--- Start of Listed entries ---
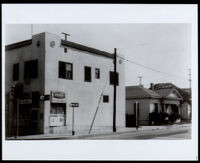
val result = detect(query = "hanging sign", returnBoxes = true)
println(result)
[51,91,66,103]
[70,102,79,107]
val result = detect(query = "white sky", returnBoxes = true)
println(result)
[2,4,198,161]
[5,23,191,88]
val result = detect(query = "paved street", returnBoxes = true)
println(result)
[7,124,191,140]
[86,124,191,140]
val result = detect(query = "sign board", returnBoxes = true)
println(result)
[50,116,65,126]
[19,99,32,104]
[70,102,79,107]
[51,91,66,103]
[40,95,50,101]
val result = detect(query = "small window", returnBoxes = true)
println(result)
[24,60,38,79]
[13,63,19,81]
[110,71,119,85]
[59,61,73,80]
[85,66,91,82]
[103,95,109,103]
[32,92,40,108]
[95,68,100,79]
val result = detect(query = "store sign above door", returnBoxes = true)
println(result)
[51,91,66,103]
[70,103,79,107]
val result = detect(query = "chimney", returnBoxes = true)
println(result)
[150,83,154,90]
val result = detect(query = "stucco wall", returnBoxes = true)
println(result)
[5,33,45,134]
[5,32,125,133]
[126,99,160,125]
[44,33,125,133]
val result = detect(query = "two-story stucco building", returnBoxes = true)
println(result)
[5,32,125,136]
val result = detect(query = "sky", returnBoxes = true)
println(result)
[5,23,191,88]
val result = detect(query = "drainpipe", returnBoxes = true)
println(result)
[113,48,117,132]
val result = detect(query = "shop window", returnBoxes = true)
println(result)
[85,66,91,82]
[95,68,100,79]
[32,92,40,108]
[103,95,109,103]
[50,103,66,116]
[31,110,38,121]
[59,61,73,80]
[24,60,38,79]
[13,63,19,81]
[110,71,119,85]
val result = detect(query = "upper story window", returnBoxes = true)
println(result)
[95,68,100,79]
[13,63,19,81]
[110,71,119,85]
[58,61,73,80]
[32,91,40,108]
[85,66,91,82]
[103,95,109,103]
[24,60,38,79]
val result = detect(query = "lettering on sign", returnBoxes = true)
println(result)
[19,99,32,104]
[50,116,65,126]
[70,102,79,107]
[51,91,66,103]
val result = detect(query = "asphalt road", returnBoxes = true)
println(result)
[81,126,191,140]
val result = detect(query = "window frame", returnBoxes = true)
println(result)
[84,66,92,82]
[12,63,19,81]
[58,61,73,80]
[95,68,100,79]
[24,59,39,79]
[103,95,109,103]
[110,71,119,86]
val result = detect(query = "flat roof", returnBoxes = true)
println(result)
[5,33,114,58]
[61,40,114,58]
[5,39,32,50]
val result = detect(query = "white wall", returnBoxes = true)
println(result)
[45,33,125,132]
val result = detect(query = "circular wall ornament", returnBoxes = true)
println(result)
[119,59,122,64]
[50,41,56,48]
[36,41,40,47]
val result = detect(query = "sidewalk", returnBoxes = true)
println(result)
[6,123,191,140]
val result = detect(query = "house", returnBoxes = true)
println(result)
[126,83,183,127]
[154,83,191,122]
[126,86,161,127]
[5,32,125,136]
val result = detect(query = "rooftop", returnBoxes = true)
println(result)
[5,31,114,58]
[126,86,161,99]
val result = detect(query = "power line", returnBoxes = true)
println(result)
[117,56,188,80]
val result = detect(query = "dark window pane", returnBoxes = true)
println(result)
[110,71,119,85]
[32,92,40,108]
[103,95,109,102]
[95,68,100,79]
[59,62,65,78]
[58,61,73,79]
[31,110,38,121]
[31,60,38,78]
[85,67,91,82]
[13,63,19,81]
[24,60,38,79]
--- End of Listed entries ---
◆ **Required work**
Write out the records again, swapping every "stucco" for "plaster" and changing nothing else. Leave the pictures out.

◆ **Solved problem**
val result = detect(query = "hanging sign", returnBoxes = true)
println(result)
[51,91,66,103]
[70,102,79,107]
val result = detect(query = "white sky", returnBoxes = true)
println(result)
[2,4,198,161]
[5,23,191,88]
val result = detect(query = "paved street", returnBoxes = true)
println(result)
[7,124,191,140]
[86,124,191,140]
val result = detect(query = "sign board", returnBoxes = true)
println(result)
[50,116,65,126]
[19,99,32,104]
[70,102,79,107]
[51,91,66,103]
[40,95,50,101]
val result = detect(query = "small window", returnBoxes = true)
println(result)
[24,60,38,79]
[13,63,19,81]
[110,71,119,85]
[59,61,73,80]
[85,66,91,82]
[103,95,109,103]
[32,92,40,108]
[95,68,100,79]
val result = detect(query = "store sign above door", returnBoxes = true)
println(result)
[51,91,66,103]
[70,103,79,107]
val result = detect(query = "chimney", returnBoxes = true)
println(result)
[150,83,154,90]
val result = detect(query = "plaster wall", returnBoxes = true)
println(result)
[5,33,45,134]
[5,32,125,133]
[126,99,160,125]
[44,33,125,133]
val result = detect(query = "two-story plaster building", returnBoxes = true)
println(result)
[5,32,125,136]
val result = detect(query = "sky", returnBoxes = true)
println(result)
[5,23,191,88]
val result = detect(query = "drainpipe", returnBoxes = true)
println(result)
[113,48,117,132]
val result = detect(query = "shop window", returnBoxes = true)
println(result)
[85,66,91,82]
[95,68,100,79]
[32,92,40,108]
[103,95,109,103]
[50,103,66,116]
[31,110,38,121]
[59,61,73,80]
[24,60,38,79]
[13,63,19,81]
[110,71,119,85]
val result = detect(query = "upper story window", returnBoxes = true)
println(result)
[95,68,100,79]
[13,63,19,81]
[110,71,119,85]
[58,61,73,80]
[32,91,40,108]
[85,66,91,82]
[103,95,109,103]
[24,60,38,79]
val result = detect(query = "lettering on sign", returnBoxes = true)
println(result)
[19,99,32,104]
[50,116,65,126]
[70,102,79,107]
[51,91,66,103]
val result = detect(query = "asphalt road", returnBoxes = true)
println(result)
[81,126,191,140]
val result = detect(query = "window frame", returnBoxes = true)
println(result)
[84,66,92,82]
[12,63,19,81]
[58,61,73,80]
[95,68,100,79]
[24,59,39,79]
[103,95,109,103]
[110,71,119,86]
val result = detect(query = "flat roof", returnBoxes = true)
println(result)
[5,33,114,58]
[61,40,114,58]
[5,39,32,50]
val result = detect(query = "white wall", returnBoxes = true)
println(result)
[45,33,125,132]
val result = detect(query = "circular wall ornament", returnBoxes = true)
println(result)
[119,59,122,64]
[50,41,56,48]
[36,41,40,47]
val result = detect(query = "sidewalk", returnBoxes = true)
println(result)
[6,123,191,140]
val result = detect(query = "house", returnBoxes = true)
println(result)
[126,83,183,127]
[154,83,191,122]
[126,86,161,127]
[5,32,125,136]
val result = detect(query = "rooftop", returnBoxes = true)
println(result)
[5,31,114,58]
[126,86,161,99]
val result = detect(query = "power line", returnBoxes = true)
println(result)
[117,56,188,80]
val result = detect(query = "dark window pane", returnBoxes = true)
println(result)
[110,71,119,85]
[32,92,40,108]
[103,95,109,102]
[95,68,100,79]
[59,62,65,78]
[58,61,73,79]
[31,110,38,121]
[31,60,38,78]
[85,67,91,82]
[13,63,19,81]
[24,60,38,79]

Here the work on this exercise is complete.